Objectif
Pouvez-vous recopier à l'identique toutes les lignes des enregistrements ci-dessous, en omettant les images ?

========================================

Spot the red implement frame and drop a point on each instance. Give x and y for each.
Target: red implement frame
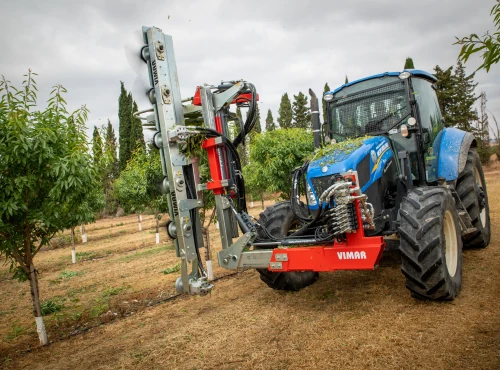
(359, 252)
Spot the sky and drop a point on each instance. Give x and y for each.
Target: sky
(280, 46)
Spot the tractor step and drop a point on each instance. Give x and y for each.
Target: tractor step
(463, 216)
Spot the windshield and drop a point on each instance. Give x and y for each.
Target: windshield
(368, 112)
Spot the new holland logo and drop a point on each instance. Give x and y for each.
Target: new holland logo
(351, 255)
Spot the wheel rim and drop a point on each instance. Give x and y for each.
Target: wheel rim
(481, 199)
(450, 239)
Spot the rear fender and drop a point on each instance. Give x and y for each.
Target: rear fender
(453, 150)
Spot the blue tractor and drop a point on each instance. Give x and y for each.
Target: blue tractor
(386, 172)
(419, 184)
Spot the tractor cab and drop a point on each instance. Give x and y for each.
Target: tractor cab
(400, 106)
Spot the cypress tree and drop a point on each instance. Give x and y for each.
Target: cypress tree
(285, 112)
(124, 116)
(97, 147)
(136, 133)
(257, 129)
(409, 64)
(323, 103)
(270, 125)
(463, 110)
(110, 147)
(445, 91)
(301, 115)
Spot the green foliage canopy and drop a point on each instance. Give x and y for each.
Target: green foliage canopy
(46, 172)
(273, 156)
(488, 44)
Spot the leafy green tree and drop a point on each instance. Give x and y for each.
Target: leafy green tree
(301, 114)
(46, 172)
(124, 116)
(488, 44)
(270, 125)
(273, 156)
(463, 112)
(137, 187)
(323, 103)
(285, 114)
(409, 64)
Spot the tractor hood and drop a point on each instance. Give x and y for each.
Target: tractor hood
(368, 155)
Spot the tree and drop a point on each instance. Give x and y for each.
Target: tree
(136, 133)
(409, 64)
(463, 111)
(455, 92)
(323, 103)
(137, 187)
(124, 116)
(273, 156)
(445, 91)
(257, 128)
(111, 169)
(46, 172)
(97, 148)
(285, 112)
(236, 131)
(488, 44)
(482, 130)
(301, 114)
(270, 125)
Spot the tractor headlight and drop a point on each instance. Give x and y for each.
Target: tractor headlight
(404, 75)
(311, 199)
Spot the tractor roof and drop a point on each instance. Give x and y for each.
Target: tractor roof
(414, 72)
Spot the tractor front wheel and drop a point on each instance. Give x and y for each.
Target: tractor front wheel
(280, 221)
(471, 189)
(431, 244)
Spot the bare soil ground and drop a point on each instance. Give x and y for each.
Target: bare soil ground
(117, 313)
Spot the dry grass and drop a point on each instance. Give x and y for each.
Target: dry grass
(346, 320)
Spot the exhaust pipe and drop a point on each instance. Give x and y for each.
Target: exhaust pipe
(316, 124)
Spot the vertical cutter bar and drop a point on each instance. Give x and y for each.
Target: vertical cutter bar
(169, 113)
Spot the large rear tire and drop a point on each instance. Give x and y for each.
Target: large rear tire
(471, 188)
(279, 220)
(431, 244)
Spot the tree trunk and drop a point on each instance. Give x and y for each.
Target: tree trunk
(73, 250)
(157, 229)
(37, 310)
(84, 234)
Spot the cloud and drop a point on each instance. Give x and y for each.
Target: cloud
(280, 46)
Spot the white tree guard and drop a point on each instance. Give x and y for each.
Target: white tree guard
(42, 333)
(210, 270)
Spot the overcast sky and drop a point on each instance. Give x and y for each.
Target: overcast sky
(280, 46)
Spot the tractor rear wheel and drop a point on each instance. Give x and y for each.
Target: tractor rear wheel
(431, 244)
(471, 188)
(279, 220)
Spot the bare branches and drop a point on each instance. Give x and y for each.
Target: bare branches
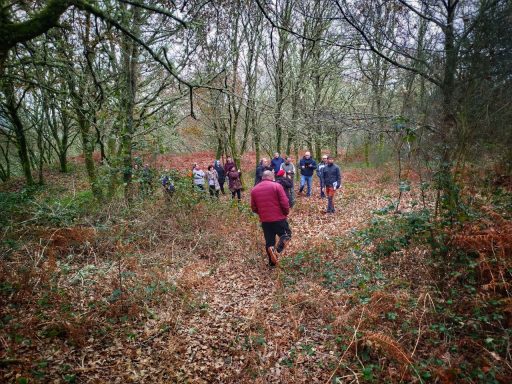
(155, 9)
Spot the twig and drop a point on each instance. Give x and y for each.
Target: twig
(354, 337)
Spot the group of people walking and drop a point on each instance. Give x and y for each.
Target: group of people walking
(273, 193)
(215, 177)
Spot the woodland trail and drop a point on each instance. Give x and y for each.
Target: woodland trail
(246, 325)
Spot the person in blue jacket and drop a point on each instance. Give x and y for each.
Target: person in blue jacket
(276, 162)
(307, 167)
(319, 169)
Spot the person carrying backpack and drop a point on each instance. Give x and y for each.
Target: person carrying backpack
(213, 181)
(198, 176)
(269, 201)
(321, 166)
(235, 183)
(307, 166)
(221, 173)
(167, 185)
(332, 179)
(287, 185)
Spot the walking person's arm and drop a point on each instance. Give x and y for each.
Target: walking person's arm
(254, 207)
(284, 203)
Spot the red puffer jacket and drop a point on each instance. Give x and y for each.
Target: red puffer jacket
(269, 201)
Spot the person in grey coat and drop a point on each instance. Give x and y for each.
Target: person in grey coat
(331, 175)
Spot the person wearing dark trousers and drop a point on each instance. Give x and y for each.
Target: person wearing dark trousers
(319, 169)
(221, 174)
(228, 165)
(269, 201)
(235, 183)
(276, 162)
(307, 167)
(332, 179)
(262, 167)
(287, 185)
(213, 181)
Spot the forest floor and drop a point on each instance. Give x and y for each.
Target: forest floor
(180, 291)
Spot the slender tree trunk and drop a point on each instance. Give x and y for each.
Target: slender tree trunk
(130, 54)
(88, 151)
(19, 131)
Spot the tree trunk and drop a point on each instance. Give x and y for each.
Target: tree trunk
(12, 109)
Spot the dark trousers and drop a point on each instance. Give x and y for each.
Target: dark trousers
(276, 228)
(238, 193)
(213, 191)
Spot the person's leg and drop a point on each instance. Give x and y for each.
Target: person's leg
(330, 199)
(270, 242)
(309, 180)
(285, 235)
(302, 183)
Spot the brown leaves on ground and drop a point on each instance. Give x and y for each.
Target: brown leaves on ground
(184, 295)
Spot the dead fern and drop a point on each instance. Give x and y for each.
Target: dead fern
(389, 346)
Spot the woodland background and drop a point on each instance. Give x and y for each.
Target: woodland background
(409, 282)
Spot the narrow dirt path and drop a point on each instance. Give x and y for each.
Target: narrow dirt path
(244, 324)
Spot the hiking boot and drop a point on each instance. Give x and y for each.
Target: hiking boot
(283, 243)
(272, 256)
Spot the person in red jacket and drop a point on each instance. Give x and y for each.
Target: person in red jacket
(269, 201)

========================================

Réponse complète
Spot the red implement frame and drop a point on each instance. Give x and y for each.
Target: red implement frame
(359, 252)
Spot the sky and drop a point on each instance. Give x and y for each.
Target: sky
(280, 46)
Spot the tractor step and drop a point on each instance. Give x and y for each.
Target: tractor step
(463, 216)
Spot the windshield and drop a point on each instance. Give x and y for each.
Target: windshield
(368, 112)
Spot the new holland logo and drop a point on each instance. Give x and y for each.
Target: new holland logo
(351, 255)
Spot the wheel rim and drop a point on each instance. Give x and y for each.
Target: wheel rim
(481, 199)
(450, 239)
Spot the rear fender and drop a point on each instance. Give x and y for each.
Target: rear fender
(453, 150)
Spot the blue tractor and drop a point on each instance. Give x and y for each.
Target: blue tractor
(386, 172)
(419, 184)
Spot the tractor cab and drop a point on each instance. Give x and y for each.
Target: tractor cab
(400, 106)
Spot the cypress tree and drop a point on each instance. Give x and y for each.
Target: cypress tree
(285, 112)
(124, 116)
(97, 147)
(136, 133)
(257, 129)
(409, 64)
(323, 103)
(270, 125)
(463, 110)
(110, 147)
(445, 91)
(301, 115)
Spot the green foliage canopy and drop a point on each instance. Give x and y for each.
Target: green foliage canopy
(46, 172)
(273, 156)
(488, 44)
Spot the leafy green tree and drop a point on each instance. Give x and y for each.
Target: leafy green tree
(301, 114)
(46, 172)
(124, 116)
(488, 44)
(270, 125)
(273, 156)
(463, 112)
(137, 187)
(323, 103)
(285, 114)
(409, 64)
Spot the tractor hood and drop a point on each instance. Give x and y for each.
Target: tractor hood
(368, 155)
Spot the tree and drop a point on each instance. Give x and y for each.
Target: tree
(136, 133)
(409, 64)
(463, 111)
(455, 92)
(323, 103)
(137, 187)
(124, 116)
(273, 156)
(445, 91)
(257, 128)
(111, 169)
(46, 172)
(97, 148)
(285, 112)
(236, 131)
(488, 44)
(482, 130)
(301, 114)
(270, 125)
Spot the tractor headlight and drop a point on each instance. Give x and y for each.
Target: tractor headlight
(404, 75)
(311, 199)
Spot the tractor roof and drop a point on each instance. Give x and y for each.
Target: tractor roof
(414, 72)
Spot the tractor front wheel and drop a point on each instance. Give x and y for each.
Target: tractor front wheel
(280, 221)
(471, 189)
(431, 244)
Spot the bare soil ground and drop a point on each instance. Give x and y for each.
Target: bare soil ground
(117, 313)
Spot the dry grass and drop a point on each instance. Give x and y for each.
Target: dry grass
(346, 320)
Spot the exhaust pipe and drop a point on each instance. Give x and y for each.
Target: exhaust pipe
(316, 124)
Spot the vertical cutter bar and drop a point on each instance. Give x and y for each.
Target: vertical cutter bar
(169, 113)
Spot the large rear tire and drop a point on each instance. Give x and y for each.
Target: large rear tire
(471, 188)
(279, 220)
(431, 244)
Spot the tree trunk and drop a point on each instance. Give x and y for each.
Target: tree trunk
(73, 250)
(157, 229)
(37, 310)
(84, 234)
Spot the cloud and drop a point on each instance. Give x and y for each.
Target: cloud
(280, 46)
Spot the white tree guard and drop a point on each instance. Give x and y for each.
Target: white tree guard
(42, 333)
(210, 270)
Spot the overcast sky and drop a point on each instance. Give x and y for each.
Target: overcast sky
(280, 46)
Spot the tractor rear wheel and drop a point on each instance. Give x and y for each.
Target: tractor rear wheel
(431, 244)
(471, 188)
(279, 220)
Spot the bare branches and drop a point on each instance. Give x and y for each.
Target: bare branches
(155, 9)
Spot the twig and drop a point on each instance. Give x and y for each.
Target: twig
(354, 337)
Spot the group of people walking and drop a point on each instance. Give x and y for each.
Target: group of people walking
(273, 193)
(215, 177)
Spot the woodland trail and drop a point on each instance. Give x and y for each.
Target: woodland trail
(246, 325)
Spot the person in blue jacket and drop a point on each instance. Give x and y for each.
Target: person in blue jacket
(276, 162)
(307, 167)
(319, 169)
Spot the person carrying backpack and drop a point on each instance. Give x and y for each.
Target: person carrying backpack
(213, 181)
(198, 176)
(269, 201)
(321, 166)
(235, 183)
(307, 166)
(221, 173)
(167, 185)
(332, 179)
(287, 185)
Spot the walking person's arm and drop a point on each instance. Give x and y for each.
Target: walking person's arm
(254, 207)
(284, 203)
Spot the red puffer jacket and drop a point on each instance. Give x and y for each.
Target: red puffer jacket
(269, 201)
Spot the person in grey coat and drop a point on each instance. Give x and y for each.
Target: person in grey coat
(331, 175)
Spot the person wearing dark trousers and drop a point on each instance. Give x and y for each.
Target: person wearing dark trousers
(319, 169)
(221, 174)
(228, 165)
(269, 201)
(235, 183)
(276, 162)
(307, 167)
(332, 179)
(262, 167)
(287, 185)
(213, 181)
Spot the forest floor and drop a point on each instance. Give x and y for each.
Target: forest floor
(180, 291)
Spot the slender tree trunk and drop a point on each instance. Give x and y for each.
Target: slender tree trunk
(130, 54)
(88, 151)
(19, 131)
Spot the tree trunk and drop a point on each instance. Give x and y for each.
Target: tree trunk
(12, 109)
Spot the dark trousers and drop a point on each instance. Give x and y for each.
Target: dark trousers
(276, 228)
(238, 193)
(213, 191)
Spot the person's leg and drop a point on each instance. Give x and y for each.
Target: person's leg
(330, 199)
(270, 242)
(309, 180)
(285, 235)
(302, 183)
Spot the brown leaves on ground and drop a point on each instance. Give x and y for each.
Target: brown leaves on ground
(184, 295)
Spot the dead fern and drop a point on each instance. Give x and y for each.
Target: dead fern
(389, 346)
Spot the woodland background and drop a point on each instance. Give x and y for each.
Target: woodland background
(409, 282)
Spot the narrow dirt path and drop a point on each instance. Give x and y for each.
Target: narrow dirt path
(244, 324)
Spot the hiking boot and drop a point on each instance. Give x and y for each.
Target: hiking boot
(283, 243)
(272, 256)
Spot the person in red jacket and drop a point on each instance. Give x and y for each.
Target: person in red jacket
(269, 201)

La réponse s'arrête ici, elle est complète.